Try it> Below this line is the material. Write out only its lines from the one containing "Where can you see the gray protective" through the one containing "Target: thin brown stick", both kept, exactly.

Task inputs section start

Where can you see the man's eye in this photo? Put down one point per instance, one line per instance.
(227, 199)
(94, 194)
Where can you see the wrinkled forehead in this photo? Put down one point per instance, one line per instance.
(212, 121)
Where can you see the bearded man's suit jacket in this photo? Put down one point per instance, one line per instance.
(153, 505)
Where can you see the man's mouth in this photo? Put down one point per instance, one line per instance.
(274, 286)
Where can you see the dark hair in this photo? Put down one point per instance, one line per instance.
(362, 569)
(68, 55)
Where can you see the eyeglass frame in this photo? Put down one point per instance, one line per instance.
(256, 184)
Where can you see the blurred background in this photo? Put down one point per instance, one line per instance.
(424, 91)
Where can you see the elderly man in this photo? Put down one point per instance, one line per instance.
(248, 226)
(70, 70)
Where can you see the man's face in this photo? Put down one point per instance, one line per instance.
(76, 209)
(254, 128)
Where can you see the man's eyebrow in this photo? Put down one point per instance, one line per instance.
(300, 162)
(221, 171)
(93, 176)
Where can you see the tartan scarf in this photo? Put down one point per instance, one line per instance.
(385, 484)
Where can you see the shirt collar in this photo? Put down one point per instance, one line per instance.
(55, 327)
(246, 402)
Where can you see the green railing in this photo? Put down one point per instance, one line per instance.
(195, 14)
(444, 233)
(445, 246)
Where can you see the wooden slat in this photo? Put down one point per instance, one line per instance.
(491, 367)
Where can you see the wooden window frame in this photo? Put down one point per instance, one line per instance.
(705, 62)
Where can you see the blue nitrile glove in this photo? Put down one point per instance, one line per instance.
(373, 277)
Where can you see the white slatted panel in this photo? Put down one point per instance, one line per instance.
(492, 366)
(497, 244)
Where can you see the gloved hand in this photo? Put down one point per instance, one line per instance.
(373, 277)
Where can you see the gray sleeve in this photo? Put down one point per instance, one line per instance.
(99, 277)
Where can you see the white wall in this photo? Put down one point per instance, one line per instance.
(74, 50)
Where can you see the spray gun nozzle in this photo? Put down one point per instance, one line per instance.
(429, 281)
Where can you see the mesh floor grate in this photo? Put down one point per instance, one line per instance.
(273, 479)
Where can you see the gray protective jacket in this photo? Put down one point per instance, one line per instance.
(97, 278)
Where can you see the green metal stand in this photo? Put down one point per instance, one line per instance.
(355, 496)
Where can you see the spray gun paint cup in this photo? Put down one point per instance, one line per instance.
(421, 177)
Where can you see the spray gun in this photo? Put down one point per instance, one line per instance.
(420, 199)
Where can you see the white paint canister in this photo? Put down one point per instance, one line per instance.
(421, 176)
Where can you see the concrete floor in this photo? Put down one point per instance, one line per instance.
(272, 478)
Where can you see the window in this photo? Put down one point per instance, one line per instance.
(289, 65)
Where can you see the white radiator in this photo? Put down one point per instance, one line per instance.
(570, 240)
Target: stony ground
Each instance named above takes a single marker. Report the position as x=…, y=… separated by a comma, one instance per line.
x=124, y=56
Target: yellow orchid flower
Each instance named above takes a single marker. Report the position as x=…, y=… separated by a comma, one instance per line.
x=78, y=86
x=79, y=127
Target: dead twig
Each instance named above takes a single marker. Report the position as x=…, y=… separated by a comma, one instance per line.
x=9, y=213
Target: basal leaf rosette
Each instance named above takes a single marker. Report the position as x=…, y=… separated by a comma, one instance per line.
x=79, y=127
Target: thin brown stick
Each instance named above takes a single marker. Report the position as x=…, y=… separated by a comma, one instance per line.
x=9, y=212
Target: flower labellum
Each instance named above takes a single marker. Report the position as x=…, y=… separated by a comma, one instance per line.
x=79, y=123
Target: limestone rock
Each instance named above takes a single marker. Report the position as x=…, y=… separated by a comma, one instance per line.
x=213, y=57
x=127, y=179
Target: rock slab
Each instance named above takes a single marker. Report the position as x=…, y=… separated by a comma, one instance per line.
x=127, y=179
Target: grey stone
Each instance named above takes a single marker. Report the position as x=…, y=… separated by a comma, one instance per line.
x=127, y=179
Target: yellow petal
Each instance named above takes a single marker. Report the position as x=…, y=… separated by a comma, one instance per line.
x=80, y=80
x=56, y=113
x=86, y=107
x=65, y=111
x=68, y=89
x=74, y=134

Task inputs section end

Written answer>
Where can you see the gray protective jacket in this photo? Put down one point per instance, one line per instance.
(97, 278)
Where can you see the green metal stand in this photo? Put down one point per instance, one line per instance.
(355, 496)
Where can you see the spray gun paint cup in this photo? Put down one point per instance, one line per instance.
(421, 177)
Where can you see the spray gun in this photo? Put down one point per instance, one line per instance.
(420, 199)
Where can you see the white paint canister in this photo? Put down one point per instance, one line per instance.
(421, 176)
Where can you see the concrete floor in this photo? Put down one point per instance, one line per instance.
(272, 478)
Where can you see the window in this photo? Put down one point per instance, one line per instance.
(289, 65)
Where can you see the white radiator in this photo? Put down one point per instance, one line per instance.
(570, 240)
Target: stony ground
Each instance named above takes a single marker. Report the position as x=…, y=… separated by a comma, one instance per line.
x=124, y=56
Target: yellow orchid flower
Each instance named above takes a single marker. Report the position as x=…, y=… separated by a comma, one instance per line.
x=78, y=86
x=79, y=127
Target: dead twig
Each instance named above takes a single marker. Report the position as x=…, y=… separated by a comma, one instance per line.
x=9, y=213
Target: basal leaf rosette
Each instance named above takes a single marker. Report the position as x=…, y=… separated by a comma, one instance per line.
x=79, y=127
Target: thin brown stick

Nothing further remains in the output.